- _Instructions for the task_: Omit every picture. Return all other data as it stands.

[Collected data entries]
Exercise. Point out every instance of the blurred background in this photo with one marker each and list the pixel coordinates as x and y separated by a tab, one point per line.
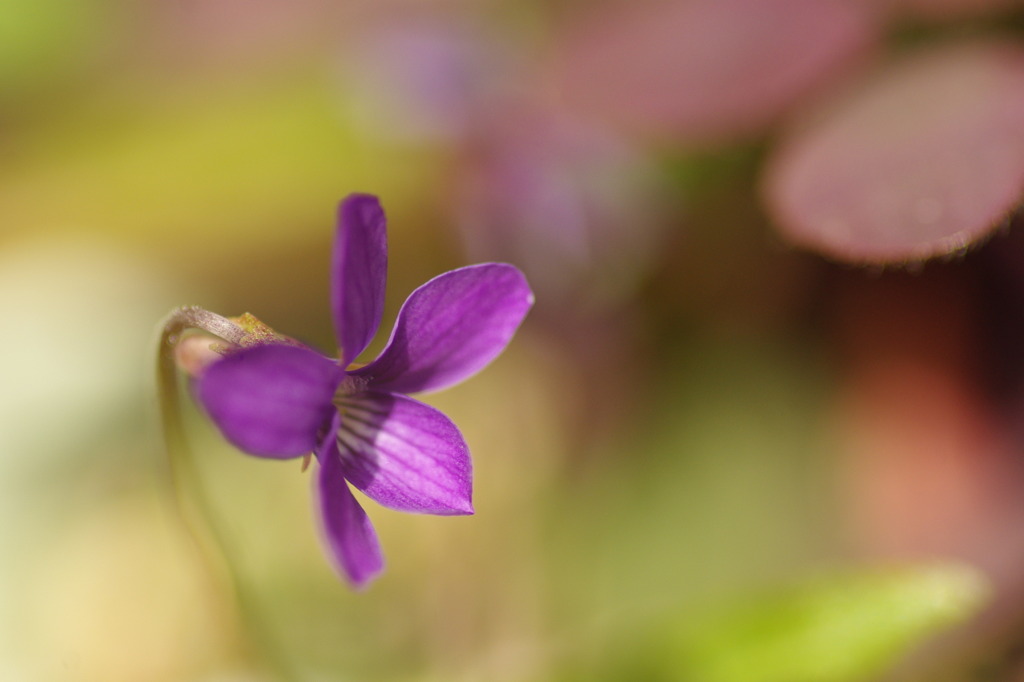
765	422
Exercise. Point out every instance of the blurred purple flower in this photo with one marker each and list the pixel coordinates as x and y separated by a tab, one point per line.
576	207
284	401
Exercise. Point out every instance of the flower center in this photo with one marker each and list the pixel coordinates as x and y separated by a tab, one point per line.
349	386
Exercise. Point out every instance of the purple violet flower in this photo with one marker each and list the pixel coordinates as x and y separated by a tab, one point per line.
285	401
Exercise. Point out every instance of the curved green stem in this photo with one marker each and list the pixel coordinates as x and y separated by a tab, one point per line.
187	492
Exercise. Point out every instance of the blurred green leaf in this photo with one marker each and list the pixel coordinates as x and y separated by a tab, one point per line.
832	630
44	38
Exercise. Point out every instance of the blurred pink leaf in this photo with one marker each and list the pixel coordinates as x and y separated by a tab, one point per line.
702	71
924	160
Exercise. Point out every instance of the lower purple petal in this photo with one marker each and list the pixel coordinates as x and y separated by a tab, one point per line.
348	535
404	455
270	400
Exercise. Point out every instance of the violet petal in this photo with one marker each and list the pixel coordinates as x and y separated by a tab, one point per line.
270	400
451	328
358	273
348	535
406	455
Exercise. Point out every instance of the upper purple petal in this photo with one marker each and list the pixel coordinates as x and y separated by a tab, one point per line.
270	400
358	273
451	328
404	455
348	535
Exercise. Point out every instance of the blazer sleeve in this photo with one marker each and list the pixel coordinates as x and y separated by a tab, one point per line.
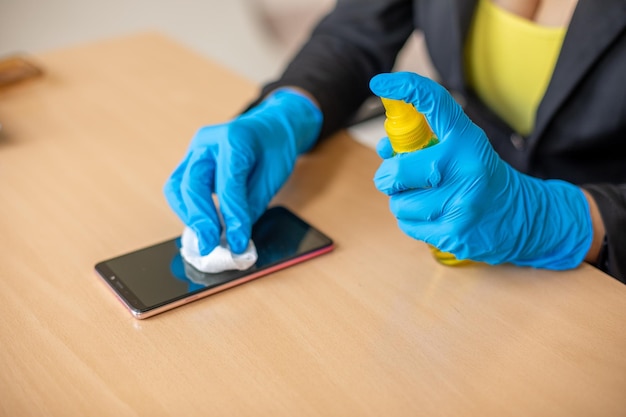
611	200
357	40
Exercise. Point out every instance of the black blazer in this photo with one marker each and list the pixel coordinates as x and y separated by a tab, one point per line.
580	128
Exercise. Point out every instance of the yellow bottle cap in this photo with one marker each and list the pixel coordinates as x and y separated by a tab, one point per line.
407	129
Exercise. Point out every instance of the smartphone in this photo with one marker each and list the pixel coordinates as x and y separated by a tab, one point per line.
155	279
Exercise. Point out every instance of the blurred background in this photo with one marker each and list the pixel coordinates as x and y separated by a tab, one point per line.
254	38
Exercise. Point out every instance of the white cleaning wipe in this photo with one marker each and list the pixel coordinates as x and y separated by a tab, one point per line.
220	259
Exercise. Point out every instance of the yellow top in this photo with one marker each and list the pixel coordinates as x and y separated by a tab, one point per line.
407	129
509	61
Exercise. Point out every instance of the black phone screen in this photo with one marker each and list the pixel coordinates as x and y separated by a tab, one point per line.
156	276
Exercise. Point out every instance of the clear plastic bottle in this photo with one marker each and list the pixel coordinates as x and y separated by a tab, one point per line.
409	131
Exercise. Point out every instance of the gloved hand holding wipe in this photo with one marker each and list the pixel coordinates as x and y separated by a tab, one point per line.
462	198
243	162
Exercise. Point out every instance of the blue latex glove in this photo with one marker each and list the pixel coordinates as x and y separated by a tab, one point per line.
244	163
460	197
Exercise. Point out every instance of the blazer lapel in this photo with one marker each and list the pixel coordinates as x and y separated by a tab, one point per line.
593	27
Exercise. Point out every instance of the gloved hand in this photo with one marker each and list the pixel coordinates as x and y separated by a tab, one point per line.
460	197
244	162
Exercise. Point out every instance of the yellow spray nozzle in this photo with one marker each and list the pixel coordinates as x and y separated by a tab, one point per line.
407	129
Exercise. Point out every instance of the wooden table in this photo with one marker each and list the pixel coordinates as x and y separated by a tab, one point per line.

- _Written answer_:
Exercise. Point out every instance of the blurred background in this photo with one marker each and list the pixel coordinates as x and y separated by a tab, one point per line.
765	422
Exercise. Point out every instance of the blurred purple flower in this photo with one marker each and list the pixel coordinates as x and y separated by a tab, one point per line.
576	207
284	401
Exercise. Point out every instance of the flower center in this photo with one marker each and list the pixel coordinates as x and y separated by a tab, one point per line.
349	386
Exercise. Point out every instance of the purple violet flower in this photo with one marker each and list the pixel coordinates as x and y separated by a tab, one point per line.
285	401
Exercise. Point out every instance of the curved green stem in this photo with one marker each and list the pixel coordinates as x and y separated by a tab, one point per line.
187	492
Exercise. Point out every instance of the blurred green leaf in this photo with one marker each and list the pixel coordinates as x and y separated by a tab, one point per line.
832	630
44	38
Exercise. Point out every instance of the blurred pink leaf in this photo with one marker each and list the pixel coordinates as x and y separated by a tab, one point per line.
702	71
924	160
Exercise. Point out every instance of the lower purple petal in this photo with one marker each and list the pixel coordinates as x and y separated by a tab, one point per line.
348	535
404	455
270	400
Exercise. Point out every instance of the violet petal in this photo with one marker each and list the pixel coordinates as x and y separated by a tab, one point per line.
270	400
451	328
358	273
348	535
406	455
Exercise. Point out every instance of the upper purple petal in this photo with one marker each and list the pixel coordinates as x and y separated by a tab, one point per line.
270	400
358	273
451	328
404	455
348	535
Exercise. Point out every instance of the blazer sleeve in this photo with one marker each and list the pixel coordinates as x and y separated by a tab, one point per line.
611	200
357	40
Exercise. Point out every instance of the black blazer in this photo with one marker each and list the pixel coordinates as x and y separated by a tab, one point per line.
580	128
Exercise. Point out every instance of the yellow bottle cap in this photo with one marker each and list the pixel coordinates as x and y separated by a tab, one point per line.
407	129
Exercise. Point out every instance of the smartphone in this photo with one marker each and list the pixel coordinates as x and y separated by a tab, one point per line.
155	279
Exercise. Point out every instance of the blurred background in this photo with one marker each and list the pixel coordinates as x and y separated by a tab, one point per line.
254	38
Exercise. Point out every instance of the white cleaning wipe in this photo with one marker each and list the pixel coordinates as x and y separated by a tab, one point per line.
220	259
Exercise. Point out every instance of the yellow top in this photo with one marker each and list the pixel coordinates as x and y separated by a tab, one point per line.
407	129
509	61
Exercise. Point out every instance of the black phone screen in this photo with one marker each and list the pixel coordinates as x and y separated by a tab, one point per line.
156	276
Exercise. Point out every instance of the clear plastic bottle in this photo with one marker each and list the pixel coordinates as x and y separated by a tab, one point per line.
409	131
Exercise. Point out every instance of the gloved hand holding wipe in this photo with one marker each and list the pixel coordinates as x and y separated by a tab, one point per line.
462	198
243	162
Exercise. Point out every instance of the blue latex glove in this photo with one marker each and list the pixel coordinates as x and y separated by a tab, one point per line.
244	163
460	197
Exercise. Point out every instance of the blazer lapel in this photo with one marker each and list the pixel coordinates as x and y separated by a tab, one point per line.
593	27
Exercise. Point out every instance of the gloved hand in this photo with one marker each and list the pixel coordinates as x and y separated by a tab, one point per line.
460	197
244	162
Exercise. Point out every instance of the yellow spray nozzle in this photo with one marker each and list the pixel coordinates as x and y separated by a tab, one point per line.
407	129
Exercise. Point out every instance of the wooden table in this photo with one marker each and list the pixel coordinates as x and y separated by a tab, one point per line.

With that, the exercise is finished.